** Activités **
[a] Selon le texte sur les activités scolaires et administratives, vers quel type de classes les jeunes Africains sont-ils orientés ?
[b] Poursuivez le texte sur les activités scolaires et administratives après sa dernière ligne.

** Texte présenté **
┌──
Sur les activités scolaires :

  • Maîtrise en français oral//niveau de scolarisation (r = .77, p < 0,0001) ;
  • Africains => classes professionnelles ou en alternance ;
  • Afghans => classes DASPA avec d’autres primo-arrivants ;
  • Contradiction qui freine le développement du français ;
  • Les jeunes sans passé scolaire : difficultés à comprendre les consignes et le sens des activités scolaires ;
  • Le feedback scolaire : rendu longtemps après, écrit et impersonnel, le contraire de ce qui se passe sur un terrain de sport ;
  • D’où, conflits et stress, faiblesse de l’implication à l’école.

 

Sur l’activité administrative :

  • L’intensité de cette activité dont dépend l’avenir du jeune en Belgique est en forte corrélation avec son absence à l’école ;
  • Un fort lien également avec l’intensité des soins psycho-médicaux sollicités.
└──
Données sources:
┌──
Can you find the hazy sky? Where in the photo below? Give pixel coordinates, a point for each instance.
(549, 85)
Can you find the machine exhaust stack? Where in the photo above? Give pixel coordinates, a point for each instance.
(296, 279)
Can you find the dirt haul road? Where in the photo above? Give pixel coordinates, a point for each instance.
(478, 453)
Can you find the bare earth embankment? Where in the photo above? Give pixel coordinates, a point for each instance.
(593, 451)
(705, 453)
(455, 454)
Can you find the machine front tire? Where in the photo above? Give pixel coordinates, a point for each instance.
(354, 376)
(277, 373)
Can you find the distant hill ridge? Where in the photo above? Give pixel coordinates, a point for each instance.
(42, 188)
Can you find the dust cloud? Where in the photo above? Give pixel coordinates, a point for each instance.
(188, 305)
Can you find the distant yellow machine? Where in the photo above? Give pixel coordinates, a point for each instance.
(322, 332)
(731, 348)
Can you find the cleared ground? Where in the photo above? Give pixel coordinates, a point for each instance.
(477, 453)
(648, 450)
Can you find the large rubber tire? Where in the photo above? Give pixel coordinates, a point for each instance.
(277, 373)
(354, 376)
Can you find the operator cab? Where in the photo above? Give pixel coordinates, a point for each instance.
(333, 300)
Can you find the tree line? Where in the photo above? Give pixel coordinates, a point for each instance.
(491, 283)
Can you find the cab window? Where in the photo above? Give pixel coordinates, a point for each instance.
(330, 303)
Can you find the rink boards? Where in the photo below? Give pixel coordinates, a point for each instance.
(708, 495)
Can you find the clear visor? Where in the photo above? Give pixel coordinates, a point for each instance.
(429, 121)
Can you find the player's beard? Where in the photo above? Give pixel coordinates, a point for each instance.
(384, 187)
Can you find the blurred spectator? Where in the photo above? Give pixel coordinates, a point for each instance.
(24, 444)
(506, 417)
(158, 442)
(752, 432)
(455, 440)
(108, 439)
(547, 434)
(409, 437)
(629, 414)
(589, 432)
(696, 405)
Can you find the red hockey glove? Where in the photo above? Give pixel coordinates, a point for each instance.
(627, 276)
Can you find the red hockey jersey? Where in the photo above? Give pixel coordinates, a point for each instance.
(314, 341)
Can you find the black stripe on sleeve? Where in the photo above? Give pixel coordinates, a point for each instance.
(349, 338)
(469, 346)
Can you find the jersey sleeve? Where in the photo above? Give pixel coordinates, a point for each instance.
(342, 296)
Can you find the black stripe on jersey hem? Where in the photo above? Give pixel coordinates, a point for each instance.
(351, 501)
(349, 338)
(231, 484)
└──
** Réponses **
[a] Vers des classes professionnelles ou en alternance.

[b]
En fonction de tout cela, une typologie de la résilience peut être esquissée :

  • Objectiver les capacités de résilience des jeunes = estimer l’apport de l’encadrement ;
  • La résilience est considérée comme la capacité à maintenir une adaptation optimale, malgré l’expérience d’évènements déstabilisants ;
  • L’évolution du bien-être psychosocial des jeunes, indépendamment de la scolarité ou du processus d’asile ;
  • L’évolution de leur score de « bien-être perçu » en regard d’autres : conflits à l’école, activité administrative, prestations psychosociales, activités sportives et culturelles.

 

Il est possible d’effectuer ces comparaisons pour 30 jeunes pour lesquels au moins 3 trimestres d’observations sont disponibles :

  • 11 résidents (37 %) présentent une forte corrélation positive (r > .41) entre leur score « bien-être psychosocial perçu » et le nombre de trimestres d’observation. Ils sont désignés comme « résilients ».
  • A l’inverse, 6 jeunes (20 %) présentent une corrélation (fortement) négative entre ces deux variables. Ils sont identifiés comme « vulnérables ».
  • Enfin, un groupe de 13 jeunes se situe entre ces deux polarités : profil « intermédiaire » (corrélation entre les deux variables proches de 0).

Par ailleurs :

  • 8 sur 11 des jeunes résilients sont d’origine afghane (73 %), alors que ce groupe représente 56 % des résidents. Surreprésentation significative.
  • Cohésion du groupe et activités communes = un facteur de protection. Il y a là un transfert de confiance : le rôle de coach est pris par les autres jeunes.
  • Pas d’autres croisements significatifs = les jeunes développent des rapports similaires par ex. à l’école (intérêt, absentéisme, conflits…), quels que soient les groupes auxquels ils sont attachés.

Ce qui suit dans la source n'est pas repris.